> _Recorded data_:
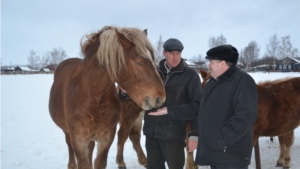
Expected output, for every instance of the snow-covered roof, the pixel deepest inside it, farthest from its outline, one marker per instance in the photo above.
(24, 68)
(46, 69)
(294, 59)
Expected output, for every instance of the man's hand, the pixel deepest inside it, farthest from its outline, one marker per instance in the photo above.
(159, 112)
(192, 145)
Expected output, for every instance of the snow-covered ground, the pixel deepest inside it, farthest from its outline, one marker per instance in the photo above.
(30, 139)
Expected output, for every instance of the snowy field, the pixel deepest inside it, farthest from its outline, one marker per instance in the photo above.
(30, 139)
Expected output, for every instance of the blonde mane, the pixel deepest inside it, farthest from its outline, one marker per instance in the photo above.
(110, 52)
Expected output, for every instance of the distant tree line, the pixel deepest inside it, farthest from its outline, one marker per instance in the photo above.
(276, 49)
(53, 57)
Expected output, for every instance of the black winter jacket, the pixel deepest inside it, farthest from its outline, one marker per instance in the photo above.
(182, 86)
(226, 130)
(227, 113)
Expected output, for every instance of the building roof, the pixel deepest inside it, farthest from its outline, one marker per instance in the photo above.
(24, 68)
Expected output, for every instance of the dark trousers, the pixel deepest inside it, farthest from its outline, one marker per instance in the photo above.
(217, 167)
(160, 151)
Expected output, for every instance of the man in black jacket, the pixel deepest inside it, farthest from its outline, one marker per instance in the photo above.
(165, 138)
(227, 112)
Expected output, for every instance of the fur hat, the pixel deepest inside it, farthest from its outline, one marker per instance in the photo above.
(173, 44)
(223, 52)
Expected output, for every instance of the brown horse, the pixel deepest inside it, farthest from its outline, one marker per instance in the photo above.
(278, 113)
(286, 141)
(83, 99)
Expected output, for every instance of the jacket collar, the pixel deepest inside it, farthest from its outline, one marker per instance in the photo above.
(178, 68)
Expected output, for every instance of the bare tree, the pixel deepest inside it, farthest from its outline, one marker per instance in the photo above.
(285, 51)
(33, 60)
(249, 54)
(273, 49)
(80, 55)
(198, 59)
(213, 42)
(46, 59)
(159, 49)
(57, 56)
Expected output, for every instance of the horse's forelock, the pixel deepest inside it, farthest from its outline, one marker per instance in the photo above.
(272, 82)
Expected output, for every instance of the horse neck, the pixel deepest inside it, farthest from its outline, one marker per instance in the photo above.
(96, 73)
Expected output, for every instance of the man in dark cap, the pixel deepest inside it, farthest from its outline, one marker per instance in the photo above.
(165, 138)
(227, 113)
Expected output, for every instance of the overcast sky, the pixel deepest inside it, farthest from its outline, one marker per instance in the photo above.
(43, 25)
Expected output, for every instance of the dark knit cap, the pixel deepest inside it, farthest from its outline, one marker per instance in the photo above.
(173, 44)
(223, 52)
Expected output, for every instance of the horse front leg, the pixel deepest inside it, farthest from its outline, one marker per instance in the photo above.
(286, 141)
(72, 164)
(135, 137)
(189, 161)
(123, 134)
(104, 144)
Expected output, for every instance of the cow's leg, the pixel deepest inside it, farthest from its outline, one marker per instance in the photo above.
(104, 144)
(123, 133)
(80, 144)
(289, 140)
(280, 160)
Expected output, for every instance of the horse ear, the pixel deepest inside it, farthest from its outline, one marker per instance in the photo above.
(145, 31)
(123, 40)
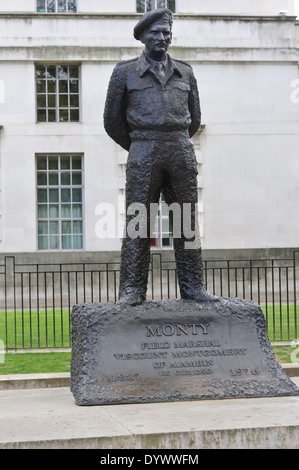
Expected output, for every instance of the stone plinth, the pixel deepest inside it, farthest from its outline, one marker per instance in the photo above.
(173, 351)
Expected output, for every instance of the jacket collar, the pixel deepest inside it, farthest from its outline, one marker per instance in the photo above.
(143, 65)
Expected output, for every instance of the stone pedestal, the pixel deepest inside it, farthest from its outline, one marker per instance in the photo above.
(173, 351)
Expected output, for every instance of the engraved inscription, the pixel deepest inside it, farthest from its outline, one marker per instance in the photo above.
(243, 372)
(178, 329)
(177, 356)
(126, 377)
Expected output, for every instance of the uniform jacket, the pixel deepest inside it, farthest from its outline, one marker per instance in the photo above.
(138, 100)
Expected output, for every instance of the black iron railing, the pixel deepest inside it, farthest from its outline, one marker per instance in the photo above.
(36, 300)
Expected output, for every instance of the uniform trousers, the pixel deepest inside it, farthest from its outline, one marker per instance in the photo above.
(161, 161)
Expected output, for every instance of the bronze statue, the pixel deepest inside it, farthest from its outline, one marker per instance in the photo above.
(152, 110)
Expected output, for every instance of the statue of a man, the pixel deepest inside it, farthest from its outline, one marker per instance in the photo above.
(152, 110)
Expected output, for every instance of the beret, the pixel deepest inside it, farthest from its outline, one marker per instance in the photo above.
(149, 18)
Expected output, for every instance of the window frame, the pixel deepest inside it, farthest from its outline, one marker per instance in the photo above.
(56, 8)
(57, 93)
(166, 6)
(59, 219)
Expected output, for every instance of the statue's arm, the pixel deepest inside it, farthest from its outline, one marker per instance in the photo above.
(194, 106)
(115, 121)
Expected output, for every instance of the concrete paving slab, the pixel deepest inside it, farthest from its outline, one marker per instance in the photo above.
(48, 418)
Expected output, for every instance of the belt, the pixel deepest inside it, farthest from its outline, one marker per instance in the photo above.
(160, 135)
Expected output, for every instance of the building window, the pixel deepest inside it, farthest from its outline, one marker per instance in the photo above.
(57, 93)
(60, 202)
(162, 235)
(56, 6)
(146, 5)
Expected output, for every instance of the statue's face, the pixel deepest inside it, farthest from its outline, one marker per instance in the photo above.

> _Set task_:
Output only the lines from the one holding "Expected output, for every instance of the engraved" through the last line above, exactly as they appear.

> _Exercise result_:
Expected output, for every instance of the engraved inscription, the pixel deepest inside it, farthest from its outline, one marker per instance in the photo above.
(243, 372)
(178, 329)
(177, 356)
(126, 377)
Expected output, for every instance of the uniform jacket, the pixel deepest inside it, farthest from its outline, one marker per instance in the photo above.
(138, 100)
Expected output, for every instance of the black iron railing, the pixel deepest inside it, farthest from its outline, one marker per instance in the photo above.
(36, 300)
Expected output, for every instance of the uniform trousers, the pixel deepest inside it, farthest from its outline, one marker per instance in the photo above.
(161, 161)
Expected output, for every instance of the bronze statue, the pixel deepest inside it, farthest from its outline, one marker per instance in the photo above.
(152, 110)
Expected output, for every instance of the statue of a man, the pixel deepest inside it, farthest from its outline, one marker per instance in the photo above.
(152, 110)
Expected output, for every instance of the beret, the pixel deepest inside it, farthest from its outline, one marker per instance in the photo above.
(149, 18)
Expected output, for every instance of the window frame, the pixel deepest inside it, farthest from its outline, one marker per instance in the photo above.
(56, 8)
(57, 93)
(166, 6)
(59, 219)
Expected output, for every instance of the statue's arm, the pixel deepest inside it, farthest from its outline, one marker per instance in the photo above.
(194, 106)
(115, 121)
Expected output, for every instance of the concrete paving slab, the pixel deepest inside it, farthest from its outline, one marker per instance in the photo above.
(48, 418)
Expected output, for every instance of the belt, the pixel deepest inside it, farthest from its outline, one marker per instance in the photo above.
(160, 135)
Expected output, for every instance of the building window, the pixel deepest inside it, farthest from its outline, one marker per instance in the photo above.
(57, 93)
(60, 202)
(162, 235)
(56, 6)
(146, 5)
Expected output, for every instance of the statue's face, the pixel deepest inside it, farthest from its outline, one marker per instance in the photo above.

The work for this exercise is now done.